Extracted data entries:

--- Start ---

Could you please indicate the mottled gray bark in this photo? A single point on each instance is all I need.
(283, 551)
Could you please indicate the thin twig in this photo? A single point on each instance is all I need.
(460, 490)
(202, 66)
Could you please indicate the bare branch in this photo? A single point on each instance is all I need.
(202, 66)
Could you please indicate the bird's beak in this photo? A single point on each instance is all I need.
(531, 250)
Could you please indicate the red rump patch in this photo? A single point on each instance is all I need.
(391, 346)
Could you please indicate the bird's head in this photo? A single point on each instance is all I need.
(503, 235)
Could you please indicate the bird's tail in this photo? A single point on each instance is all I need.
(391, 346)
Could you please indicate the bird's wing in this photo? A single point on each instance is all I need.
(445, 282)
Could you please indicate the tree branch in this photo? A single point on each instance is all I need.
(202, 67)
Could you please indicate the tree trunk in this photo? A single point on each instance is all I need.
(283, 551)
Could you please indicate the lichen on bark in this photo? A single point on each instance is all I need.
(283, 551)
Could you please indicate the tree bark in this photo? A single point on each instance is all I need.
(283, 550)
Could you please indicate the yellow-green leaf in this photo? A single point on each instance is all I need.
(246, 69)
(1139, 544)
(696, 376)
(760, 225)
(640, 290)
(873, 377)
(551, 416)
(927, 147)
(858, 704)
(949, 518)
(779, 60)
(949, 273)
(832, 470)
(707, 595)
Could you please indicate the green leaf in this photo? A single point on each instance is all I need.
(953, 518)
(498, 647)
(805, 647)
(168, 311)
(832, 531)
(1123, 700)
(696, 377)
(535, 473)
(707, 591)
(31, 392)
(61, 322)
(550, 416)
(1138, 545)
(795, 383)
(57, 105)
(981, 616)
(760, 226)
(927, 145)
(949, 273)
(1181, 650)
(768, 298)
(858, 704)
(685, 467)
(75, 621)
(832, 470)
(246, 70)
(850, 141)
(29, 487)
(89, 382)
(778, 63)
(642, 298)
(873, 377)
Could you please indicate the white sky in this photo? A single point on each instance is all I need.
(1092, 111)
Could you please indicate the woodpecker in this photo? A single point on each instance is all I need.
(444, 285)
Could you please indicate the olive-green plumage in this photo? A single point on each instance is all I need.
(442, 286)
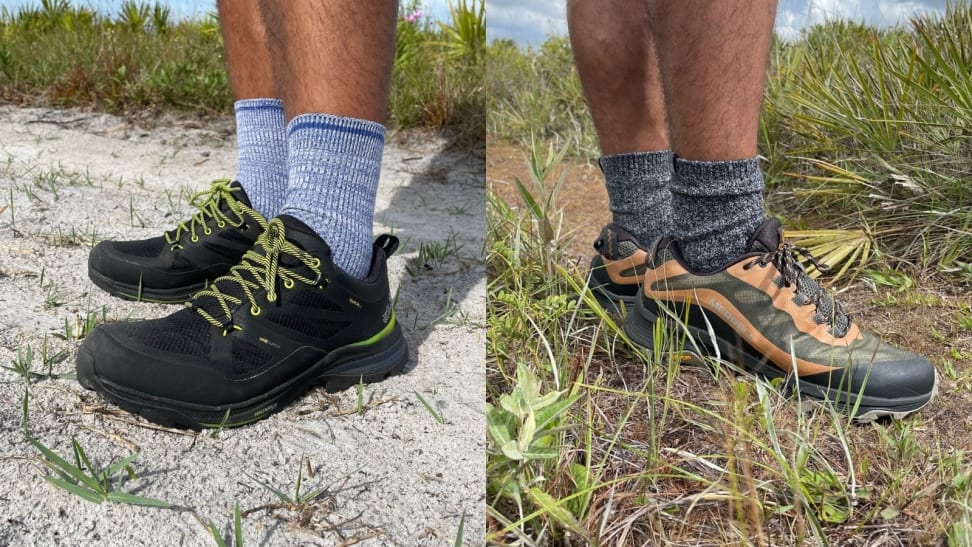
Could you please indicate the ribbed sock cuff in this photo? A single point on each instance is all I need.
(638, 192)
(716, 205)
(334, 166)
(261, 161)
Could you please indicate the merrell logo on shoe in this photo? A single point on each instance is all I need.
(269, 343)
(723, 312)
(636, 271)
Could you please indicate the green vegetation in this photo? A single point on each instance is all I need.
(139, 59)
(862, 129)
(591, 441)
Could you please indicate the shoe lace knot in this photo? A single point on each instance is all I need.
(258, 270)
(208, 204)
(808, 292)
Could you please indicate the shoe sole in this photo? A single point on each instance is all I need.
(616, 304)
(639, 326)
(136, 293)
(333, 373)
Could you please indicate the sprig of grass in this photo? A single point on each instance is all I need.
(82, 479)
(435, 414)
(237, 530)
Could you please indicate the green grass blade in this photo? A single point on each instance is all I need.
(81, 492)
(438, 417)
(62, 467)
(132, 499)
(280, 495)
(238, 525)
(120, 465)
(461, 531)
(217, 537)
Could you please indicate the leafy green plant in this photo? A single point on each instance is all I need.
(523, 430)
(465, 33)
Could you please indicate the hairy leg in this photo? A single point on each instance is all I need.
(247, 53)
(713, 67)
(618, 66)
(332, 60)
(333, 56)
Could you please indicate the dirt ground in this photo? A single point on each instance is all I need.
(397, 476)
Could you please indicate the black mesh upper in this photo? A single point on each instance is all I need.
(247, 357)
(318, 328)
(313, 298)
(184, 333)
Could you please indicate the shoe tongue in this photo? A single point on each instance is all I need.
(238, 195)
(304, 237)
(766, 238)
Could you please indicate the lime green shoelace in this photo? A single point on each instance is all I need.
(259, 270)
(208, 201)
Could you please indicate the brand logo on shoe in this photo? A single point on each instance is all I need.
(636, 271)
(269, 343)
(731, 318)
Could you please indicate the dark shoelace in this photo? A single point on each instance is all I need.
(828, 311)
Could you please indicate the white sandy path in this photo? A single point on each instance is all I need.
(410, 479)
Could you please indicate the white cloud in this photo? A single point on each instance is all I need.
(526, 23)
(529, 23)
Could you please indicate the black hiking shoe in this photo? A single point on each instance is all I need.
(283, 320)
(765, 314)
(174, 266)
(618, 269)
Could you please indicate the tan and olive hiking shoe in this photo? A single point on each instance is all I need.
(617, 270)
(766, 315)
(175, 265)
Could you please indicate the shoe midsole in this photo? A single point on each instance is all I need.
(640, 323)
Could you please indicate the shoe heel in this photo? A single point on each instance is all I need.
(639, 324)
(369, 369)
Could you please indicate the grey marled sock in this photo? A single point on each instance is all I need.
(637, 185)
(717, 205)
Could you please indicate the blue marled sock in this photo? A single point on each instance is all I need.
(261, 153)
(334, 164)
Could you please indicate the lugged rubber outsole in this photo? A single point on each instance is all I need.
(639, 327)
(615, 304)
(332, 376)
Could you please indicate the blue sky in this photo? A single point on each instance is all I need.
(192, 8)
(529, 22)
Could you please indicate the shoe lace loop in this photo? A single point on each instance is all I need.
(208, 204)
(785, 259)
(258, 270)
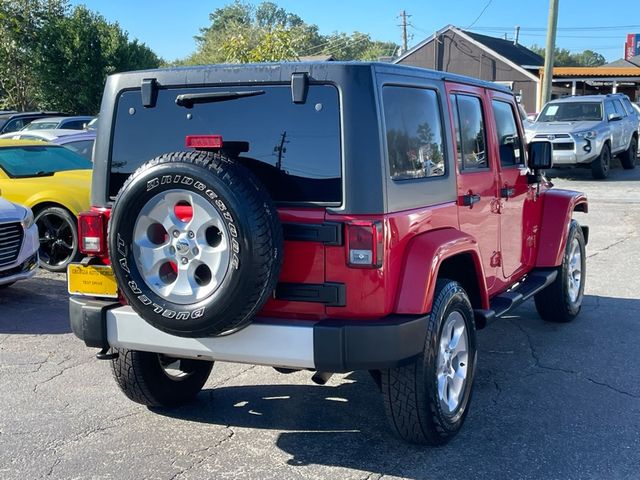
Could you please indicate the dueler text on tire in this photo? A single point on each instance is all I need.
(157, 380)
(561, 301)
(428, 399)
(196, 244)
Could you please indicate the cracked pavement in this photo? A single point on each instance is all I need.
(550, 401)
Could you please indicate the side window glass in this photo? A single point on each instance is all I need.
(414, 132)
(608, 109)
(510, 145)
(14, 125)
(619, 108)
(627, 105)
(470, 133)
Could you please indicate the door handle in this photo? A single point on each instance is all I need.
(507, 192)
(469, 199)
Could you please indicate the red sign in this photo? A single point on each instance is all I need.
(632, 46)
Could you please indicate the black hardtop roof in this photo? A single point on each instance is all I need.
(281, 72)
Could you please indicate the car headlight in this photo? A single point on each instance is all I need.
(588, 134)
(27, 221)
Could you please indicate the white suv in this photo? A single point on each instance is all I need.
(589, 131)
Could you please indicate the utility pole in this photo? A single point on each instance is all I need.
(280, 149)
(549, 52)
(403, 16)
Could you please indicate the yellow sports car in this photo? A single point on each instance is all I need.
(55, 182)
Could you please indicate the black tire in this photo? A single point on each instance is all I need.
(410, 392)
(600, 166)
(58, 233)
(142, 378)
(230, 193)
(629, 156)
(555, 303)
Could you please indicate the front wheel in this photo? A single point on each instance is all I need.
(428, 399)
(628, 158)
(157, 380)
(58, 235)
(600, 166)
(560, 302)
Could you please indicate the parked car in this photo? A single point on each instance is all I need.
(53, 123)
(80, 141)
(55, 183)
(587, 131)
(18, 243)
(11, 122)
(372, 243)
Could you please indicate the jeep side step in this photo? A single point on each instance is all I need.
(504, 303)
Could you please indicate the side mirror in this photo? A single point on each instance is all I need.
(540, 155)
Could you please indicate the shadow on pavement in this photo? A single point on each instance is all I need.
(38, 305)
(616, 174)
(537, 408)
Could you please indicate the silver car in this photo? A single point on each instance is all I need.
(588, 131)
(18, 243)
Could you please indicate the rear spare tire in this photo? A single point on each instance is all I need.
(195, 243)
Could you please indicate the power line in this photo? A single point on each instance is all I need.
(481, 13)
(564, 29)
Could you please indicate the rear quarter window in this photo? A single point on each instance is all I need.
(413, 128)
(294, 149)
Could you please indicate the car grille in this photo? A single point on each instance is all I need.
(554, 135)
(10, 242)
(563, 146)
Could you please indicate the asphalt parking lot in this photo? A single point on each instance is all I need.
(551, 401)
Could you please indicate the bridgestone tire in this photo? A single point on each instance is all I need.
(554, 303)
(629, 156)
(229, 194)
(143, 379)
(601, 166)
(410, 392)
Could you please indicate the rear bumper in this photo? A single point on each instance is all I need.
(328, 345)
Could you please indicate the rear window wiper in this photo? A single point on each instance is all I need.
(188, 100)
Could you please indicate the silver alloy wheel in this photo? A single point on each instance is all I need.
(183, 260)
(574, 271)
(452, 363)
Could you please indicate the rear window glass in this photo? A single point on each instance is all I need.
(34, 161)
(294, 149)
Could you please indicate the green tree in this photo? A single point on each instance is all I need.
(564, 58)
(76, 54)
(21, 22)
(242, 33)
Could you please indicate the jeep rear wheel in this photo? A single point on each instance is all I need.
(560, 302)
(628, 157)
(196, 244)
(428, 399)
(600, 166)
(157, 380)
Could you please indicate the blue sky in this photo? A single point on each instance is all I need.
(168, 26)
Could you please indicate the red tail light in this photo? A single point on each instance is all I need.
(92, 232)
(364, 244)
(203, 141)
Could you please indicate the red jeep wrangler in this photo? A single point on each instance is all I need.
(329, 217)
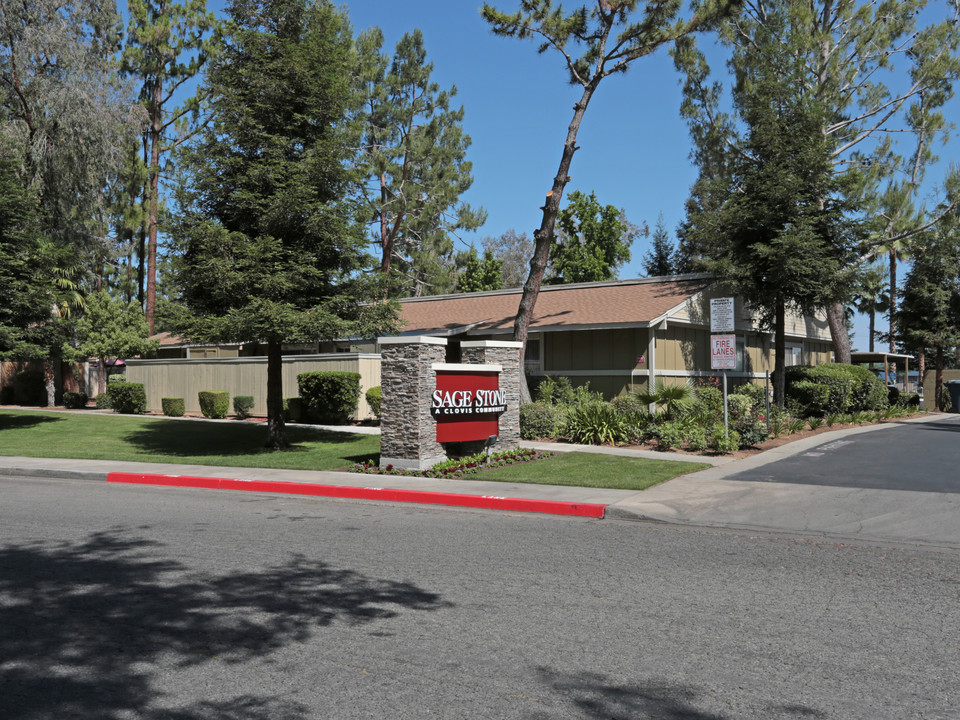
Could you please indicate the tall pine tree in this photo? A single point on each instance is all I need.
(269, 246)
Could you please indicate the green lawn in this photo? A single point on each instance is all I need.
(154, 439)
(592, 470)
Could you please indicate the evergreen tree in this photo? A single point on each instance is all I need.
(110, 328)
(596, 40)
(479, 275)
(167, 45)
(594, 242)
(269, 246)
(661, 258)
(929, 316)
(415, 161)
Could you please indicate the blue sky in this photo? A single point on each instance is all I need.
(634, 146)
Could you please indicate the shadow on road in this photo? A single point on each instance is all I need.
(597, 697)
(84, 626)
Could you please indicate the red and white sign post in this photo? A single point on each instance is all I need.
(723, 347)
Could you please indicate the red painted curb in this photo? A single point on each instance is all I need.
(490, 502)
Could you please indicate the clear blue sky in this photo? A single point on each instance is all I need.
(634, 146)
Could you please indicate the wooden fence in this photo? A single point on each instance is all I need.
(185, 378)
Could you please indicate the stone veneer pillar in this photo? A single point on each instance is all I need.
(408, 432)
(507, 355)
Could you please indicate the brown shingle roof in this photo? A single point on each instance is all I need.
(616, 302)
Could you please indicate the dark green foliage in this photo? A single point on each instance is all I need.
(479, 275)
(596, 423)
(28, 388)
(128, 398)
(293, 409)
(214, 403)
(594, 241)
(269, 244)
(842, 389)
(374, 398)
(330, 397)
(242, 405)
(173, 407)
(538, 420)
(75, 401)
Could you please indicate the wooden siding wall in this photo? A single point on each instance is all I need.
(244, 376)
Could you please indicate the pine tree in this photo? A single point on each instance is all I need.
(269, 249)
(660, 259)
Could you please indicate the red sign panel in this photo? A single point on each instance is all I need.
(467, 405)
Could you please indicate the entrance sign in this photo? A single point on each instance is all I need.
(721, 315)
(467, 403)
(723, 352)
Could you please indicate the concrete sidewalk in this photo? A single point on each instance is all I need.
(705, 498)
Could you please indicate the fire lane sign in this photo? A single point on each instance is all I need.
(723, 352)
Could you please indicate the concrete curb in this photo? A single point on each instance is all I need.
(488, 502)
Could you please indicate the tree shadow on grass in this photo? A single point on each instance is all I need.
(85, 626)
(597, 697)
(19, 422)
(186, 439)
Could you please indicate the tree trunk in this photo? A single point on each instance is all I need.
(153, 211)
(543, 237)
(893, 301)
(836, 319)
(276, 428)
(779, 355)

--- End ---

Exercise:
Edit the records from the line that contains "Could you please indicate the wooden siding" through the end, changing "concrete" to "cement" and leaving everything else as it is. Give only those lines.

The result:
Could you please indicate the wooden siding wall in this photo? A single point on each instance is all I need.
(244, 376)
Could you please indicate the pine tree in this photo? A single point on each instance is all I need.
(269, 249)
(660, 259)
Could you please indicate the red sign panel in this photo? A single point on each instance is all I need.
(467, 405)
Could you please indicate the entrance sign in this photo? A single point on each instance is all I need.
(721, 315)
(467, 403)
(723, 352)
Could you please indicate the cement sidewalk in this photo? A single point on each instance is all I need.
(705, 498)
Could you please indicate the fire lane sign in this photo? A single point on each instance is all I need.
(723, 352)
Could you please indicate the cement curb in this photo? A single point on each instance is all I need.
(488, 502)
Could you please indicate the tree shadow on grass in this photo? A single point on each instance is all I need.
(85, 626)
(597, 697)
(19, 422)
(186, 439)
Could you please indicate the tree trunk in this photo? A single point on each instance is all I need.
(153, 211)
(543, 237)
(893, 301)
(836, 319)
(276, 428)
(779, 355)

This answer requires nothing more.